[Image point annotation entries]
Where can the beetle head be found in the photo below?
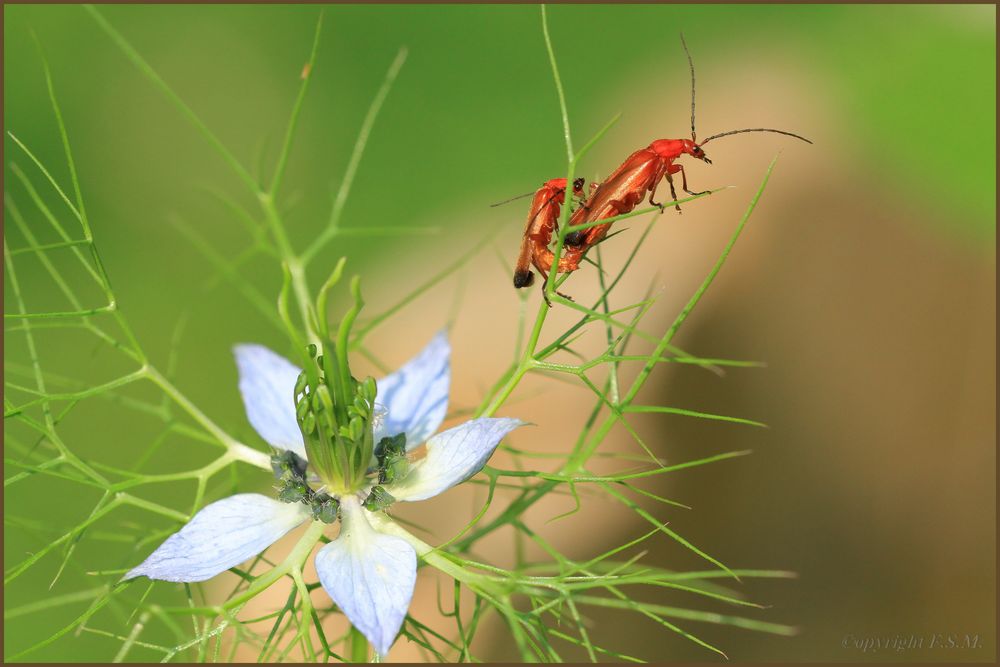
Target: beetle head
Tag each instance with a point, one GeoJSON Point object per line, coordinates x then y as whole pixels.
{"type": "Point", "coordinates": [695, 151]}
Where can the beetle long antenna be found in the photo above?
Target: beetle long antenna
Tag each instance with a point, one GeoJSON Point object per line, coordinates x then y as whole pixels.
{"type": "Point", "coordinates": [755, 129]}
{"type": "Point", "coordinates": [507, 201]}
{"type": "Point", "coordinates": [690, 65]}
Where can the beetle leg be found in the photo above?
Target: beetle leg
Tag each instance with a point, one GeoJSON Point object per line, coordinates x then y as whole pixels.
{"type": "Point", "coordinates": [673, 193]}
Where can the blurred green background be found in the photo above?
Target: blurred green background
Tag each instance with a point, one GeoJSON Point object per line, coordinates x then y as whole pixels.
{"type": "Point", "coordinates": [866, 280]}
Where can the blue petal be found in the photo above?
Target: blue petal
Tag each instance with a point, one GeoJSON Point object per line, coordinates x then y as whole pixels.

...

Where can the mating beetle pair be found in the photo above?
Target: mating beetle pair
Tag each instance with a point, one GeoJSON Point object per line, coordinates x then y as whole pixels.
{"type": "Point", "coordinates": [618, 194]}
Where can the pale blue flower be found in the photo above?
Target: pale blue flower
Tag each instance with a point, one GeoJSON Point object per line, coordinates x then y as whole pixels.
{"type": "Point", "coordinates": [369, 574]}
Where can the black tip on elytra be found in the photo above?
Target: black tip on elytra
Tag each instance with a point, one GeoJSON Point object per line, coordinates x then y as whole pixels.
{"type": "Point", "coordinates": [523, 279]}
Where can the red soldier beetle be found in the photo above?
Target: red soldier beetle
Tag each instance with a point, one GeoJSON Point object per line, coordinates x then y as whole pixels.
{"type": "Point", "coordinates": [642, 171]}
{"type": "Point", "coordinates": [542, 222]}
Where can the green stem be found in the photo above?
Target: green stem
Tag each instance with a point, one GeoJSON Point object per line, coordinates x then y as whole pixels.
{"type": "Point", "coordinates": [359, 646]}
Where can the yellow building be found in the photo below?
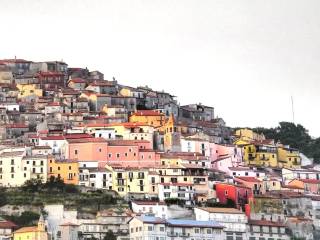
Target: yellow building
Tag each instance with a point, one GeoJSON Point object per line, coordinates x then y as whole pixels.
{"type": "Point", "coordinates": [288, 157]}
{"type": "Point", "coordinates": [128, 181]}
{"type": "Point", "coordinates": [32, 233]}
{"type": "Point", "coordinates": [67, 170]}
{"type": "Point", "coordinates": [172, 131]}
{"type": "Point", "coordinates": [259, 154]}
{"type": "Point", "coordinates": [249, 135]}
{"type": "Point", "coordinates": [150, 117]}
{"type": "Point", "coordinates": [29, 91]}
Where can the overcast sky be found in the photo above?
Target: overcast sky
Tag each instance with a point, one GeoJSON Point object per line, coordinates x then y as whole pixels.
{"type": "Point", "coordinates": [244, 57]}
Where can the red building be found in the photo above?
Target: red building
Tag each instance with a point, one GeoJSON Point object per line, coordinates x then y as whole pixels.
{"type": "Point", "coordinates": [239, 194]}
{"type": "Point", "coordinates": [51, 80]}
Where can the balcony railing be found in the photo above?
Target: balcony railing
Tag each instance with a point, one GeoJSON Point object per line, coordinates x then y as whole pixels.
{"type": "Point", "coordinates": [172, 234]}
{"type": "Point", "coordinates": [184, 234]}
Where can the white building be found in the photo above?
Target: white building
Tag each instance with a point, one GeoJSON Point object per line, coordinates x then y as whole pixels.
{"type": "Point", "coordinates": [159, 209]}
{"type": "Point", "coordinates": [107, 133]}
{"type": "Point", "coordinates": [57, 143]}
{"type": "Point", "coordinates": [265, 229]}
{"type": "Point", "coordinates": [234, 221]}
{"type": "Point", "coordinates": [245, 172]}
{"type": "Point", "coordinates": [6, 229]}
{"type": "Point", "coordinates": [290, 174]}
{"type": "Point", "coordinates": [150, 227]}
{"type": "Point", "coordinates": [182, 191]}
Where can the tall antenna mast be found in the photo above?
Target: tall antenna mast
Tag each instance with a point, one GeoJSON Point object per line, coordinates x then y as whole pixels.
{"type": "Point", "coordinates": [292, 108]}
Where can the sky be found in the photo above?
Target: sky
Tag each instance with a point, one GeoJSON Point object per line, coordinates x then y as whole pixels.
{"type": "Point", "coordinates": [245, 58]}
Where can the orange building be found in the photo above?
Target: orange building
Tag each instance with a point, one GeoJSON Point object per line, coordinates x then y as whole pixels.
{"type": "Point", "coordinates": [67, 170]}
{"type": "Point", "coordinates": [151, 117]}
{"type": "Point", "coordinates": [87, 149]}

**EXERCISE PROMPT**
Count the lines in the records above that contain the string "railing", treating uppercase and lowercase as different. Reply with the number alone.

**SOLUTION BELOW**
2